#### 設問:
• 1. 最終弁論の本文のうち「トッドは弁護人側の最終弁論で」で始まる段落を、主な事実を残して箇条書きで短く書き直せ。
• 2. 最終弁論の本文を、最後の文の後から書き継げ。

#### 本文抜粋:

===

トッドは弁護人側の最終弁論で、証人の全てが、ここで証言することを恥だと思っていること、それが故に、すべてを語っているわけではないということ、自分の失態を誰かのせいにしようとしていることを強調。「証人たちはすべて高給取りで高学歴、経験豊富なビジネスマンであるにも関わらず、大学にもいっていない、信頼もない、ビジネスどころか、インターンシップの経験もない25歳の子どもに騙されたからです。アナは未熟です。自分でも何をやっているのか分かっていなかった。この子供が銀行を騙すギリギリのところまで来ていた?アナの行動は道徳にかけ、非倫理的で型破りだと思われた人もいるでしょう。この件で金をとろうと目論んでいたのは銀行家たちです。銀行家たちは、金儲けできるビジネスには飛びついて口座を開かせるのが仕事です。でもアナはこれらの銀行から金を得ましたか?それはあり得ませんでした。もし金を得たとしても、それは彼女のポケットに入るわけではありません。金は賃貸しようとしていたあの建物の大家に入り、自分のビジネスのための改装費に充てられるはずだったのです。しかし、よく見てみると...、ビジネスなんて存在していなかった。それは単なる夢であり、理想であったのです。唯一あったのは、いくつかの写真とビジネスピッチが書かれた企画書だけ。リアルでもなければ具体性もなかった。アナは若くて野望に満ちていましたが、準備はおろそかで彼女がやろうとしていることには十分な能力に欠けていました。成功するはずだった?とんでもない。ましてや銀行から金を融資してもらって、このビジネスとやらを設立するのにあと一息だったと?そんなわけはない、口先だけ、たわ言ですよ。未熟者が興味を引かれただけです。それ以上は何もありません。もし彼女を有罪にするなら、彼女が危険な人物であるかを証明しなければなりません。彼女が本当に金をだまし取ろうと思っていたという事を証明できないなら、彼女はどの罪状でも有罪にはできません」。

===

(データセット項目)
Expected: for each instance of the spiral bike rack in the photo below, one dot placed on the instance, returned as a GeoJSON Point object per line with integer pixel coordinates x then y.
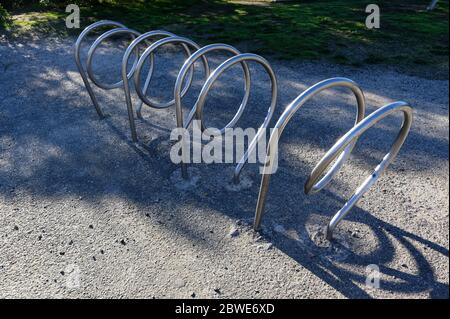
{"type": "Point", "coordinates": [88, 74]}
{"type": "Point", "coordinates": [319, 177]}
{"type": "Point", "coordinates": [340, 151]}
{"type": "Point", "coordinates": [210, 78]}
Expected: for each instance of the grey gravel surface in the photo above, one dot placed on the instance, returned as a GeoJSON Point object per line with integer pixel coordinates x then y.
{"type": "Point", "coordinates": [85, 213]}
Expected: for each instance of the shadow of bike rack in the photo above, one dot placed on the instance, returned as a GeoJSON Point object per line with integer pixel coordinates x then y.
{"type": "Point", "coordinates": [338, 154]}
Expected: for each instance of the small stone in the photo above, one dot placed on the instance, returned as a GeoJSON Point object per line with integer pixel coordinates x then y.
{"type": "Point", "coordinates": [266, 246]}
{"type": "Point", "coordinates": [234, 232]}
{"type": "Point", "coordinates": [279, 229]}
{"type": "Point", "coordinates": [179, 283]}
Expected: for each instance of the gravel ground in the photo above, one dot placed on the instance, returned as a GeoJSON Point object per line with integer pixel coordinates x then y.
{"type": "Point", "coordinates": [85, 213]}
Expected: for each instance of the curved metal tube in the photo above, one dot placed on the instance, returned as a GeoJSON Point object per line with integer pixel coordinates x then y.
{"type": "Point", "coordinates": [209, 83]}
{"type": "Point", "coordinates": [125, 76]}
{"type": "Point", "coordinates": [349, 138]}
{"type": "Point", "coordinates": [81, 70]}
{"type": "Point", "coordinates": [284, 119]}
{"type": "Point", "coordinates": [180, 79]}
{"type": "Point", "coordinates": [137, 78]}
{"type": "Point", "coordinates": [94, 47]}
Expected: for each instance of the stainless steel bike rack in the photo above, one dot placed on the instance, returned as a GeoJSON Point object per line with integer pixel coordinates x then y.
{"type": "Point", "coordinates": [87, 73]}
{"type": "Point", "coordinates": [197, 110]}
{"type": "Point", "coordinates": [339, 152]}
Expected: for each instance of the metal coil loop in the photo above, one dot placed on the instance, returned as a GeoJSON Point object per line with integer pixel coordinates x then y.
{"type": "Point", "coordinates": [320, 176]}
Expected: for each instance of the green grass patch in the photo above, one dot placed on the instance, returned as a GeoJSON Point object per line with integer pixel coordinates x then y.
{"type": "Point", "coordinates": [332, 30]}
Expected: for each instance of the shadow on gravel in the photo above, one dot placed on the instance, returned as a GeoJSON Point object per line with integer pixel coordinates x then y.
{"type": "Point", "coordinates": [53, 146]}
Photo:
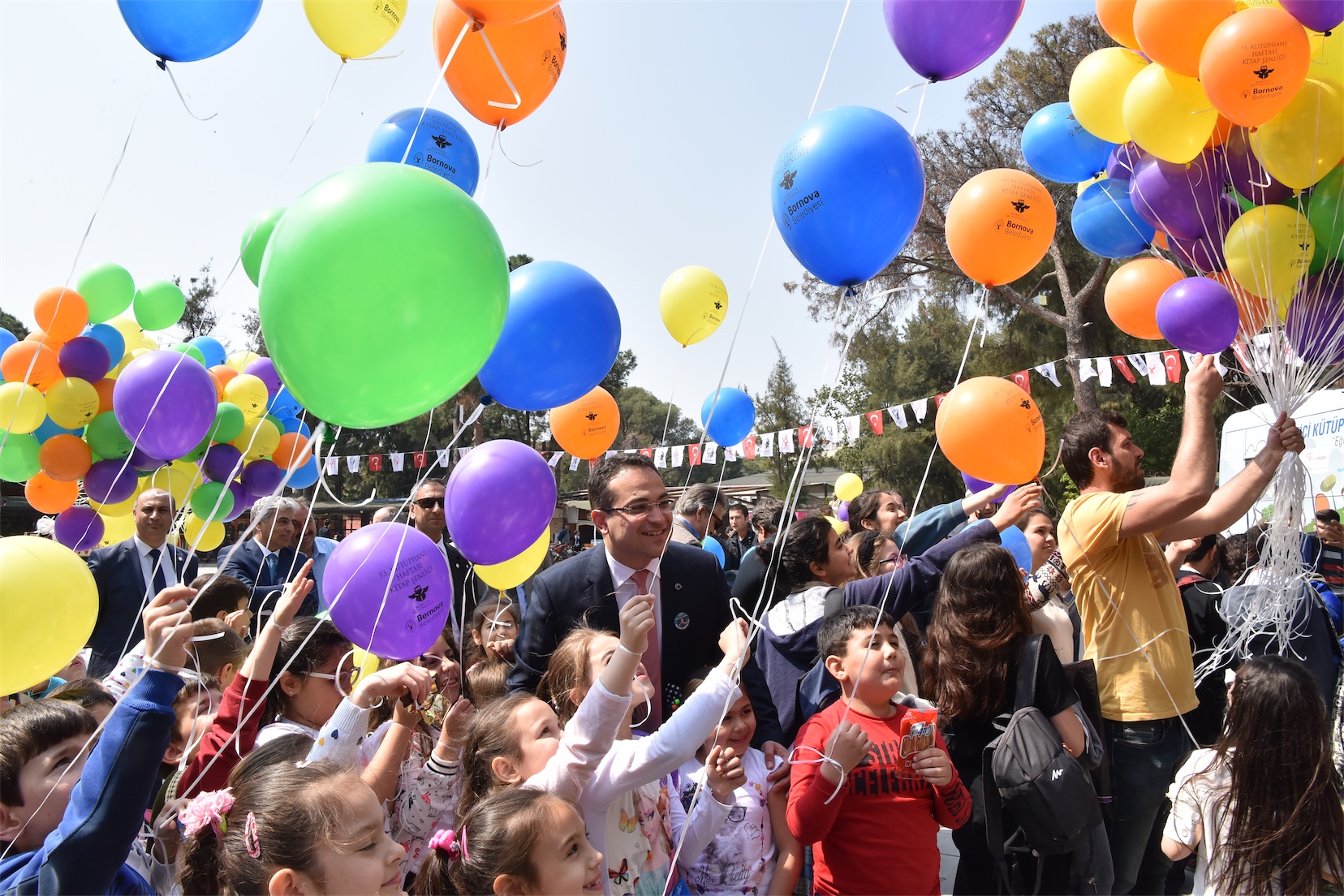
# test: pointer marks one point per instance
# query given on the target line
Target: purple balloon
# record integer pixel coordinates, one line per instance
(166, 403)
(1313, 319)
(80, 528)
(1317, 15)
(262, 477)
(1198, 315)
(942, 41)
(1247, 176)
(389, 590)
(264, 368)
(110, 481)
(85, 358)
(222, 463)
(1180, 200)
(499, 500)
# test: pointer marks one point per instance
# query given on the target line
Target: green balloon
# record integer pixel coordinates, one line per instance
(160, 305)
(105, 437)
(19, 457)
(1323, 213)
(229, 424)
(108, 289)
(254, 241)
(206, 496)
(368, 261)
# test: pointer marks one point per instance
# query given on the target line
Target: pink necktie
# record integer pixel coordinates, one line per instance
(651, 657)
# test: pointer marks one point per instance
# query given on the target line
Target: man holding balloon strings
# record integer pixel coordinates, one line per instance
(1133, 619)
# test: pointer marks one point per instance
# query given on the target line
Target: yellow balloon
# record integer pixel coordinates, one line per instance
(22, 407)
(1269, 249)
(200, 536)
(1301, 144)
(71, 402)
(116, 528)
(848, 487)
(249, 394)
(1168, 114)
(1097, 90)
(694, 303)
(354, 28)
(178, 480)
(515, 570)
(49, 604)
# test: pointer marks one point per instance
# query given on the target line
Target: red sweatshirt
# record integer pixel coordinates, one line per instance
(881, 832)
(233, 707)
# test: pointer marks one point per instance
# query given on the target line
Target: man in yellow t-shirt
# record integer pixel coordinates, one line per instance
(1133, 621)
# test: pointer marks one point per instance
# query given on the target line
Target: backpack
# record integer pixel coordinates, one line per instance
(1028, 774)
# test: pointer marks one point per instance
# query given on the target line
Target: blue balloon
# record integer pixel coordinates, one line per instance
(438, 144)
(188, 30)
(213, 350)
(109, 336)
(561, 334)
(1058, 148)
(1105, 221)
(1016, 545)
(847, 191)
(733, 418)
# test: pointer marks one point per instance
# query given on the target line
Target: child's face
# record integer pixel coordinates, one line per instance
(737, 728)
(45, 783)
(363, 859)
(563, 861)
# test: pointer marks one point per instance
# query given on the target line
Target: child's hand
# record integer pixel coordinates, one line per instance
(293, 597)
(393, 683)
(636, 623)
(168, 627)
(723, 773)
(934, 766)
(850, 744)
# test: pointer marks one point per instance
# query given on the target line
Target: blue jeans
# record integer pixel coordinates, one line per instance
(1144, 758)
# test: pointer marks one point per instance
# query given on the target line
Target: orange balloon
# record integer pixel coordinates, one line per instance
(104, 389)
(1172, 32)
(65, 457)
(292, 451)
(1254, 63)
(992, 430)
(532, 54)
(504, 12)
(1133, 292)
(999, 226)
(588, 426)
(61, 312)
(19, 358)
(50, 496)
(1117, 19)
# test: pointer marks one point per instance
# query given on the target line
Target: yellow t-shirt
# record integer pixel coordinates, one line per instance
(1147, 611)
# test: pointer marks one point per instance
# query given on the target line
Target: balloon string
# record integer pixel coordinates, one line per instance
(163, 63)
(442, 73)
(518, 98)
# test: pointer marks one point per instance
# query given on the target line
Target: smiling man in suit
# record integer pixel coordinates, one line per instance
(131, 572)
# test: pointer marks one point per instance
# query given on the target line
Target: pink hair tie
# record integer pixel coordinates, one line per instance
(210, 809)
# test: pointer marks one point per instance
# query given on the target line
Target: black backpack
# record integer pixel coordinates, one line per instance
(1047, 795)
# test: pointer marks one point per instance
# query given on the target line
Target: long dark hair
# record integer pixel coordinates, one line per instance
(1286, 825)
(977, 622)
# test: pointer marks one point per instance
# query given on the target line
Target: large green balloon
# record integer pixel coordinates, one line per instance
(256, 237)
(366, 265)
(108, 289)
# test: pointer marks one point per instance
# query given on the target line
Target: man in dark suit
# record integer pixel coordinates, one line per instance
(632, 510)
(128, 575)
(266, 562)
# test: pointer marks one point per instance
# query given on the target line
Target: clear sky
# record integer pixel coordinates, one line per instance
(655, 152)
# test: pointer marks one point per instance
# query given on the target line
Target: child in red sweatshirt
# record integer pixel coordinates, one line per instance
(879, 832)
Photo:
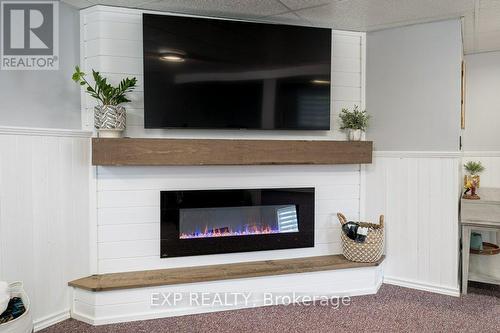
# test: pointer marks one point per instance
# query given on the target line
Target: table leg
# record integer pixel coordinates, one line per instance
(466, 230)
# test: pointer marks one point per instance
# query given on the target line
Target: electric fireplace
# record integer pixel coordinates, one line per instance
(224, 221)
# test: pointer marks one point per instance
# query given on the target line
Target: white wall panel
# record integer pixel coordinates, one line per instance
(44, 215)
(112, 44)
(128, 219)
(129, 204)
(419, 197)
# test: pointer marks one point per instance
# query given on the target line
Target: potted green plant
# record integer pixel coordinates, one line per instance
(109, 114)
(472, 178)
(355, 122)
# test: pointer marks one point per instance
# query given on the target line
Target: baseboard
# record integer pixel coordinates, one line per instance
(50, 320)
(423, 286)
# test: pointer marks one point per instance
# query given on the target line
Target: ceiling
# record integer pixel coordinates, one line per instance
(481, 17)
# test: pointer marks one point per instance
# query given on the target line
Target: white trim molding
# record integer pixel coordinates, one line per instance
(455, 291)
(5, 130)
(417, 154)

===

#### 設問ごとの解答:
• 1.
- トッドは弁護人側の最終弁論で、三つの点を強調した。証人は皆ここで証言することを恥じていること、そのためにすべてを語っていないこと、自分の失態を誰かのせいにしようとしていることである。
- 証人は高給取りで高学歴、経験豊富なビジネスマンなのに、大学にも行っておらずインターンシップの経験もない25歳のアナに騙されたのだと述べた。
- 金をとろうと目論んでいたのは銀行家たちであり、アナは銀行から金を得ていない。得たとしても金は建物の大家に入り、ビジネスの改装費に充てられるはずだった。
- ビジネスは存在せず、あったのはいくつかの写真と企画書だけだった。アナは野望に満ちていたが準備がおろそかで、能力も足りなかった。
- 有罪にするなら、彼女が危険な人物であることを証明しなければならない。本当に金をだまし取るつもりだったと証明できないなら、どの罪状でも有罪にはできないと訴えた。

• 2.
アナは怒り狂っていた。トッドが描写したアナは、本人の意志に反するものだったからだ。自分は誰も騙していやしない。ビジネスは深刻なものだったし、融資を受けるまであと一歩だった。自分には能力があるし、リスペクトが必要だ。席に戻るとトッドはアナにささやいた。「こうするより仕方がなかった」。

陪審員評決は、シティ・ナショナル・バンクに関する第1級の大窃盗未遂罪とレイチェル・ウィリアムズから6万2千ドルを盗んだ第2級の窃盗罪の2つで無罪となったが、フォートレス窃盗罪やブレイド社のジェット無銭利用、ビークマンを含む3つのホテルのサービス窃盗罪など8つの容疑で有罪。懲役4~12年の実刑判決を受けた。

エンディング:

レイチェル・ウィリアムスの出版した本『My Friend Anna』は2019年タイムス・マガジンの100ベスト・ブックに選ばれた。

ケイシー・デューク:アナとの経験を生かして、'面倒くさい’クライアントを切ることに。引き続きライフコーチ/トレーナーとして成功し、天地万有の力を信じ続けている。

ネファタリ・デイヴィス:ホテルの仕事を辞め、ロサンゼルスにて映画産業のキャリアを追い続けている。

トッド・スポデック:詐欺事件の被告弁護士として引っ張りだことなったが、2019年、体調を崩し、家族との時間を優先させることに。そしてついに休暇を取ることにした。

ジェシカ・プレスラー:この事件に関して、ヴァニティ・フェアの記者として働いていた。傍ら『Bad Influence』という本を書き上げる。

アナは、2021年2月11日に刑務所から出所したが、1か月後、。ビザのオーバーステイを理由に移民・関税執行局(ICE)に再び身柄を拘束された

ドラマ終わり


エピソードごとではないが私なりに内容をリキャップしてみた。辻褄の合うようにまとめたつもりだが、読んでみて、もし、何が疑問やはっきりしないことなどがあったら(私も実は未だ疑問がある)、教えて欲しい。

ここではドラマの内容だけを追ったので、ファクトチェックは行っていないが、次の記事で、それも含めて感想などを述べてみたいと思う。

長文読んで頂きありがとうございました。